*Requirement*: Give the lines below as a JSON list of strings, one string per line, leaving out any blank lines.

*Record set*:

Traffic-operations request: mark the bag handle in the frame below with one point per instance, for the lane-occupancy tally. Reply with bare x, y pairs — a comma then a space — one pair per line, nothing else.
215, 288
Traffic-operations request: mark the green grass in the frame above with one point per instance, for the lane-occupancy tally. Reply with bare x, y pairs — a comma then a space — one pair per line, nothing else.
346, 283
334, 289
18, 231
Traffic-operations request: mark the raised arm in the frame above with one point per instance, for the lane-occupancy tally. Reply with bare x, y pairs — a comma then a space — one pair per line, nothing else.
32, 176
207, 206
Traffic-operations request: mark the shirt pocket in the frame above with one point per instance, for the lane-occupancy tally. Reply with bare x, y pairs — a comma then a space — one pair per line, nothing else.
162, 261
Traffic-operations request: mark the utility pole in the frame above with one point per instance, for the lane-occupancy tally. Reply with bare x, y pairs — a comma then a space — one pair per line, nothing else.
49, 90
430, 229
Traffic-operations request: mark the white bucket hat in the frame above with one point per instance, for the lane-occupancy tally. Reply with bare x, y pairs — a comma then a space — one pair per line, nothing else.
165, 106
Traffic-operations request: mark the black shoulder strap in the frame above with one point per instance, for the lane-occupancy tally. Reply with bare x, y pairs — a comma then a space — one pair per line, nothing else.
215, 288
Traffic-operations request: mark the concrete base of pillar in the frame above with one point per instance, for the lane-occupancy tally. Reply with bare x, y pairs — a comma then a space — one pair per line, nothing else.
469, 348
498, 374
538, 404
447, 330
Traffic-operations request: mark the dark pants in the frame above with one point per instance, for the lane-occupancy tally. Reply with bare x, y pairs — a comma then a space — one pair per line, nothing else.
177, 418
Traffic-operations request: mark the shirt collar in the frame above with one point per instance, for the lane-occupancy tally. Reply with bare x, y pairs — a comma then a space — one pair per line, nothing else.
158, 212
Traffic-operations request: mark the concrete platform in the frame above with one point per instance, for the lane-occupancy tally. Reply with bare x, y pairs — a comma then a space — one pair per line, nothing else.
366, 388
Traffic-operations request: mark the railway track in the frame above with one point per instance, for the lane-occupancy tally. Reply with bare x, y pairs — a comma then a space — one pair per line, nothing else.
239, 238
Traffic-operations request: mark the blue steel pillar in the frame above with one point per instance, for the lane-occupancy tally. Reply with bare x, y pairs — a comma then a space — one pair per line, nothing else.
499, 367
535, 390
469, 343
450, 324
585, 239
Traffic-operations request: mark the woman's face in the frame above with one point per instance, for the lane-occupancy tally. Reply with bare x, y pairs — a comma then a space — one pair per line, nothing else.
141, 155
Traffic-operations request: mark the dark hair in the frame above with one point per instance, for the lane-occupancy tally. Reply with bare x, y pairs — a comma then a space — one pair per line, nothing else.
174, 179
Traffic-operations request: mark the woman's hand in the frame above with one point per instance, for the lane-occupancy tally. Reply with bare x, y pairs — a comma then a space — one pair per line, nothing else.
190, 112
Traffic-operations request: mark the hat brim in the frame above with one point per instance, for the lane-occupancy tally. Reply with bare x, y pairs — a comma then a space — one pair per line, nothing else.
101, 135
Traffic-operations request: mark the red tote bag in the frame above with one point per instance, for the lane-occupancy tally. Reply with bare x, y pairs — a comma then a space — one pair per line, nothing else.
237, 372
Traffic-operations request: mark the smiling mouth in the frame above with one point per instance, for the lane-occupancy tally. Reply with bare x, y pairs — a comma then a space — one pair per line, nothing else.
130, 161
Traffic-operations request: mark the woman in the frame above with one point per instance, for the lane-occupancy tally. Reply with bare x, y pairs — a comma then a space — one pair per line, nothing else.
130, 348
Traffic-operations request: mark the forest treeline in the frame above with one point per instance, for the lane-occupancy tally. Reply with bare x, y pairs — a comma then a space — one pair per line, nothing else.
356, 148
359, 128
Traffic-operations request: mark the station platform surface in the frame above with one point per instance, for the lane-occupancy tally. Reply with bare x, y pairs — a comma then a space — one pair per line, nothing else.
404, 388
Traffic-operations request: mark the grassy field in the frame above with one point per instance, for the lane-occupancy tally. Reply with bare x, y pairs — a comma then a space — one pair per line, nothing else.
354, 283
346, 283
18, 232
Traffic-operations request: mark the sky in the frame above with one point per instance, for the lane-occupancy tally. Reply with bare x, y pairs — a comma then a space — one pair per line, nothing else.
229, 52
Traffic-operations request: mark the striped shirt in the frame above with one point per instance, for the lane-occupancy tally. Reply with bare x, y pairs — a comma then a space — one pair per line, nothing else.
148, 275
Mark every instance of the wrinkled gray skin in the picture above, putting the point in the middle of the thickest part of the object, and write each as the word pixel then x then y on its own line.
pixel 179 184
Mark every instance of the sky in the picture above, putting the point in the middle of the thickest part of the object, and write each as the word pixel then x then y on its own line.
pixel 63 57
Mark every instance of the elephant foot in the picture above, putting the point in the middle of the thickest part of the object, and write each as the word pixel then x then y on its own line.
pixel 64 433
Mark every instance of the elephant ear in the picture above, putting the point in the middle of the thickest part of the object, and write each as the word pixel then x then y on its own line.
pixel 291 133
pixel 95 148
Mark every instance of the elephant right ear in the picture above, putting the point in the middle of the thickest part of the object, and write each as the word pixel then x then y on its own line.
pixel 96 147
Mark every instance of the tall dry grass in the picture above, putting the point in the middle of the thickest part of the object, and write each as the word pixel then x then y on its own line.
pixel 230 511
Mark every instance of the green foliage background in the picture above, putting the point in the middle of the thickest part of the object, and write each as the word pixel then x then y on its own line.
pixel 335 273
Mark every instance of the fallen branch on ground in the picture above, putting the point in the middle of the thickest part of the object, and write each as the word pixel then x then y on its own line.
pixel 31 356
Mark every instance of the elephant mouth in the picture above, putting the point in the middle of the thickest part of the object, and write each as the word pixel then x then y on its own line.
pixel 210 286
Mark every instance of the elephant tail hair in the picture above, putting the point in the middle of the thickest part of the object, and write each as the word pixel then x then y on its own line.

*Finished task*:
[
  "Traffic-operations request: mark the bag handle in the frame below with one point per instance, for the lane-occupancy tally. Reply with bare x, y pairs — a comma then a space — one pair per line, nothing else.",
  "215, 288",
  "Traffic-operations request: mark the green grass in the frame above with one point per instance, for the lane-occupancy tally. Reply with bare x, y pairs — a comma then a space — one pair per line, nothing else.",
  "346, 283",
  "334, 289",
  "18, 231",
  "Traffic-operations request: mark the raised arm in the frame above with one point per instance, for the lane-occupancy tally. Reply with bare x, y pairs — a comma then a space — one pair per line, nothing else.",
  "32, 176",
  "207, 206",
  "Traffic-operations request: mark the shirt pocket in the frame above with one point per instance, for the lane-occupancy tally. Reply with bare x, y pairs — a comma then a space — one pair per line, nothing else.",
  "162, 261",
  "Traffic-operations request: mark the utility pole in the frame above with one point per instance, for the lane-occupancy tally. Reply with bare x, y pairs — a comma then a space — one pair per line, nothing else.",
  "49, 90",
  "430, 229",
  "Traffic-operations request: mark the white bucket hat in the frame above with one point per instance, for the lane-occupancy tally. Reply with bare x, y pairs — a comma then a space — one pair per line, nothing else.",
  "165, 106",
  "Traffic-operations request: mark the black shoulder strap in the frame above with one point per instance, for the lane-occupancy tally. Reply with bare x, y pairs — a comma then a space — one pair per line, nothing else.",
  "215, 288",
  "Traffic-operations request: mark the concrete base of pillar in the frame above with one point per instance, for the lane-occupancy tally. Reply with bare x, y pairs — a comma then a space — one pair per line, nothing else.",
  "469, 348",
  "498, 374",
  "538, 404",
  "447, 330",
  "Traffic-operations request: mark the dark pants in the frame above with one point per instance, for the lane-occupancy tally. Reply with bare x, y pairs — a comma then a space — one pair per line, nothing else.",
  "177, 418",
  "Traffic-operations request: mark the shirt collar in the frame above with one point per instance, for the lane-occupancy tally. Reply with bare x, y pairs — a comma then a space — one pair per line, nothing else.",
  "158, 212",
  "Traffic-operations request: mark the concrete platform in the frame above with one point per instance, for the lane-occupancy tally. Reply with bare x, y pairs — a comma then a space — one pair per line, nothing else.",
  "366, 388",
  "Traffic-operations request: mark the railway track in the frame above with one point per instance, for the lane-occupancy tally. Reply with bare x, y pairs — a comma then a space — one pair per line, nothing else.",
  "239, 238",
  "Traffic-operations request: mark the blue steel pillar in the frame above with one point per instance, for the lane-occupancy tally. Reply with bare x, y pairs — a comma then a space — one pair per line, nothing else.",
  "499, 367",
  "535, 390",
  "469, 343",
  "450, 324",
  "585, 239",
  "Traffic-operations request: mark the woman's face in the frame above with one point per instance, for the lane-occupancy tally. Reply with bare x, y pairs — a comma then a space — one pair per line, nothing else.",
  "141, 155",
  "Traffic-operations request: mark the dark hair in the frame above with one point per instance, for the lane-occupancy tally. Reply with bare x, y pairs — a comma then a space — one pair per line, nothing else.",
  "174, 179",
  "Traffic-operations request: mark the woman's hand in the frame above with one point per instance, for the lane-occupancy tally. Reply with bare x, y pairs — a comma then a space — one pair per line, nothing else.",
  "190, 112",
  "Traffic-operations request: mark the hat brim in the frame above with one point per instance, for the lane-occupancy tally. Reply with bare x, y pairs — a comma then a space — one pair per line, nothing else.",
  "101, 135",
  "Traffic-operations request: mark the red tote bag in the frame above with one point per instance, for the lane-occupancy tally. Reply with bare x, y pairs — a comma then a space — one pair per line, nothing else.",
  "237, 372",
  "Traffic-operations request: mark the smiling mouth in the frame above with one point per instance, for the lane-occupancy tally. Reply with bare x, y pairs — a comma then a space — one pair per line, nothing else.",
  "130, 161",
  "Traffic-operations request: mark the woman in the frame above with one point per instance, for the lane-occupancy tally. Reply with bare x, y pairs — a comma then a space — one pair per line, nothing else.",
  "130, 348",
  "Traffic-operations request: mark the forest treeline in the frame above with one point per instance, for the lane-occupancy tally. Reply with bare x, y pairs — a comma then a space — one pair per line, nothing else.",
  "356, 148",
  "359, 128",
  "Traffic-operations request: mark the station platform surface in the frame above with one point per instance, for the lane-occupancy tally. Reply with bare x, y pairs — a comma then a space — one pair per line, nothing else.",
  "404, 388",
  "Traffic-operations request: mark the grassy field in the frame above with one point per instance, for the lane-occupancy tally. Reply with bare x, y pairs — a comma then a space — one pair per line, nothing else.",
  "354, 283",
  "346, 283",
  "18, 232",
  "Traffic-operations request: mark the sky in the frame above with one point per instance, for the lane-occupancy tally. Reply with bare x, y pairs — a comma then a space — one pair per line, nothing else.",
  "229, 52",
  "Traffic-operations request: mark the striped shirt in the frame above with one point per instance, for the lane-occupancy tally. Reply with bare x, y pairs — a comma then a space — one pair per line, nothing else.",
  "148, 275",
  "Mark every instance of the wrinkled gray skin in the picture above, putting the point in the middle of the thickest part of the object, and write each as the word pixel then x then y on its own line.",
  "pixel 179 184",
  "Mark every instance of the sky in the picture above, putting the point in the middle of the thickest part of the object, and write each as the word pixel then x then y on its own line.",
  "pixel 63 57",
  "Mark every instance of the elephant foot in the picture above, putting the point in the middle of the thickest part of the object, and write each as the word pixel then x then y on its own line.",
  "pixel 64 433",
  "Mark every instance of the elephant ear in the picture above, putting the point in the middle of the thickest part of the object, and write each as the word pixel then x then y on its own line.",
  "pixel 291 133",
  "pixel 95 148",
  "Mark every instance of the elephant right ear in the picture above, putting the point in the middle of the thickest part of the object, and write each as the word pixel then x then y on its own line.",
  "pixel 96 147",
  "Mark every instance of the tall dry grass in the picture above, putting the point in the middle of the thickest part of the object, and write each as the word pixel then x then y on its own line.",
  "pixel 230 511",
  "Mark every instance of the green foliage background in the picture above, putting the point in the middle of the thickest part of the object, and write each as the word pixel then x then y on its own line.",
  "pixel 335 273",
  "Mark every instance of the fallen branch on ground in the picture above, putting the point in the middle of the thickest part of the object, and write each as the word pixel then x then y on its own line.",
  "pixel 31 356",
  "Mark every instance of the elephant mouth in the picture above, putting the point in the middle of the thickest part of the object, and write each as the word pixel then x then y on its own line.",
  "pixel 210 286",
  "Mark every instance of the elephant tail hair in the picture above, putting the point in the middle of the thickest part of the object, and write each as the word pixel then x then y on its own line."
]